[BEGIN Records for this exercise]

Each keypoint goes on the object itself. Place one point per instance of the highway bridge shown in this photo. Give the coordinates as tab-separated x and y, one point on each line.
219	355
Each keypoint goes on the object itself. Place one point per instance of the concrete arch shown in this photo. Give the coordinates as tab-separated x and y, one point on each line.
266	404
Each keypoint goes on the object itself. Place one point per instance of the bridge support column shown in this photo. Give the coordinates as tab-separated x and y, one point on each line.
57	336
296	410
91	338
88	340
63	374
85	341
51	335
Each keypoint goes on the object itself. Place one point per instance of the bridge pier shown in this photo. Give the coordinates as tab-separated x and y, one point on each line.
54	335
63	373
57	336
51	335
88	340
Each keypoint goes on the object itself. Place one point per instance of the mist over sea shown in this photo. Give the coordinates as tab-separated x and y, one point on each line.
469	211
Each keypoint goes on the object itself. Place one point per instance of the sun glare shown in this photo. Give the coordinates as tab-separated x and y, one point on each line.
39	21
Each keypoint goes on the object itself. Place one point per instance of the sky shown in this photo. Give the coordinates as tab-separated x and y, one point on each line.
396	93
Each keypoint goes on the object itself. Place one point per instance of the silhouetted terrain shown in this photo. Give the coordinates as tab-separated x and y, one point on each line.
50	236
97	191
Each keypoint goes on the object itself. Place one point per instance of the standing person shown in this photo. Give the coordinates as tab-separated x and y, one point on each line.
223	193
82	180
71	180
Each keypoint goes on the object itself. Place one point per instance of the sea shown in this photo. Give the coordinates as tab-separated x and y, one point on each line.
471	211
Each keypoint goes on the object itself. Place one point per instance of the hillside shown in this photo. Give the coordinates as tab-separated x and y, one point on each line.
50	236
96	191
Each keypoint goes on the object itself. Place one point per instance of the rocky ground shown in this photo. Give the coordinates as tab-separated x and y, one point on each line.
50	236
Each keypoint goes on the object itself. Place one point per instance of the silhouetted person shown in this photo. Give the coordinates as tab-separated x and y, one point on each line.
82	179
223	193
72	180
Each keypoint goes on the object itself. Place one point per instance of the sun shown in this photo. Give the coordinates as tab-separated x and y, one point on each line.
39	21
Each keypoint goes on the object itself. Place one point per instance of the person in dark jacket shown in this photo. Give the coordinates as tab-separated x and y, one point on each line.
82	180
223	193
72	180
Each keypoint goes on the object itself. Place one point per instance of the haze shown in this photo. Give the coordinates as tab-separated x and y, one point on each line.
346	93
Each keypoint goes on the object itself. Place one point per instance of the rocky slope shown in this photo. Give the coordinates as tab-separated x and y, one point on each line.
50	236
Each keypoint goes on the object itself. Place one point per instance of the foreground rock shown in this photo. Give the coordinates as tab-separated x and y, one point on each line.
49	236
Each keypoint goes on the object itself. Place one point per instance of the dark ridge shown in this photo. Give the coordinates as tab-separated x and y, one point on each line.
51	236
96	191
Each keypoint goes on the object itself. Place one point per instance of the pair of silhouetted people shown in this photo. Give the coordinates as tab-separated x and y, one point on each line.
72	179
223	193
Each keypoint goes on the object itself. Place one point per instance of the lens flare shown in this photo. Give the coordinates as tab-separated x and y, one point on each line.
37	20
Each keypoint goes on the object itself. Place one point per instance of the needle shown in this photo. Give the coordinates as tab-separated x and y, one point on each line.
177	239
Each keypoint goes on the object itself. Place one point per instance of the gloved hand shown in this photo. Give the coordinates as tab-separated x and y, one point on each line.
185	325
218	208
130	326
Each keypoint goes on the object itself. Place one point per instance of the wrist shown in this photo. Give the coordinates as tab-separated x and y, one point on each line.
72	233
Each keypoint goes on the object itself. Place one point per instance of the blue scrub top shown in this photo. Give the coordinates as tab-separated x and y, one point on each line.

[END Records for this exercise]

Exercise details: Can you reproduce every one of the entries above word for word, in their original order?

The result:
Each keypoint goes on the object itself. Place one point per instance of the highway bridge shown in this photo. Give the coordinates as tab-separated x and y, one point on each line.
219	355
Each keypoint goes on the object itself. Place one point per instance of the concrete arch shown in this photo. Give the coordinates as tab-separated x and y, one point on each line.
266	404
Each keypoint goes on the object itself. Place one point per instance of the bridge support column shown in this photo. Give the coordinates as tab-separated x and y, one point on each line.
57	336
296	410
91	338
88	340
63	374
85	341
51	335
Each keypoint goes on the object itself. Place one point per instance of the bridge pier shown in this photo. Give the coordinates as tab-separated x and y, one point on each line.
54	335
63	373
57	336
51	335
88	340
Each keypoint goes on the object itself. Place one point per instance of the mist over sea shown in this photo. Give the coordinates as tab-separated x and y, one point on each line.
469	211
Each keypoint goes on the object itself. Place one point per instance of the sun glare shown in this photo. Give the coordinates as tab-separated x and y, one point on each line.
39	21
Each keypoint goes on the object itself. Place one point per instance of the sky shown in this photo. Give the coordinates as tab-separated x and y, one point on each line.
396	93
Each keypoint goes on the object itself. Place one point per instance of the silhouetted terrain shown in this photo. Give the coordinates as tab-separated x and y, one point on each line.
50	236
97	191
Each keypoint goes on the object itself. Place one point per instance of the standing person shown in this photo. Give the coordinates as tab-separated x and y, one point on each line.
223	193
82	180
71	180
Each keypoint goes on the object itself. Place one point per instance of the sea shown in this photo. Give the coordinates as tab-separated x and y, one point on each line.
471	211
Each keypoint goes on the object itself. Place one point per instance of the hillside shown in this photo. Give the coordinates as tab-separated x and y, one point on each line.
50	236
96	191
Each keypoint goes on the object itself. Place one point per instance of the rocky ground shown in this photo. Give the coordinates as tab-separated x and y, one point on each line.
50	236
Each keypoint goes on the object itself. Place one point per instance of the silhouetted person shown in this photo. Give the coordinates as tab-separated x and y, one point on each line.
82	179
223	193
72	180
Each keypoint goes on the object itself. Place one point per instance of the sun shown in this photo. Give the coordinates as tab-separated x and y, one point on each line.
39	21
Each keypoint goes on the object itself. Place one point per instance of the person in dark jacket shown in this photo. Give the coordinates as tab-separated x and y, one point on each line.
82	180
223	193
72	180
Each keypoint goes on the object itself. Place one point per instance of the haze shown in this photo. Give the coordinates as tab-separated x and y, one point on each line.
346	93
Each keypoint goes on the object itself. Place one point per instance of the rocky slope shown in this photo. Give the coordinates as tab-separated x and y, one point on each line.
50	236
Each keypoint goes on the object itself. Place one point per instance of the foreground rock shown in this photo. Give the coordinates as tab-separated x and y, one point on each line.
49	236
Each keypoint goes on the object itself. Place one point per instance of the dark ridge shown in this photo. Give the coordinates as tab-separated x and y, one point on each line.
51	236
96	191
Each keypoint goes on the object itself. Place one point per instance of the pair of silhouetted people shown in this photo. Give the coordinates as tab-separated x and y, one point on each line.
72	179
223	193
Each keypoint goes on the object itself. Place one point per instance of the lens flare shown in this photo. Give the coordinates as tab-separated x and y, one point on each line.
37	20
Each keypoint goes on the object itself. Place one point per instance of the needle shown in this photo. Give the coordinates as tab-separated x and y, one point on each line.
177	239
Each keypoint goes on the object itself. Place one point per instance of the gloved hand shown in this photo. Give the coordinates as tab-separated x and y, one point on each line.
185	325
218	208
130	326
Each keypoint goes on the object itself. Place one point per instance of the wrist shown in this photo. Give the coordinates as tab-separated x and y, one point on each line.
72	233
Each keypoint goes on the object itself. Place one point per instance of the blue scrub top shown in this photo. Give the coordinates as tab-separated x and y, one point on each line.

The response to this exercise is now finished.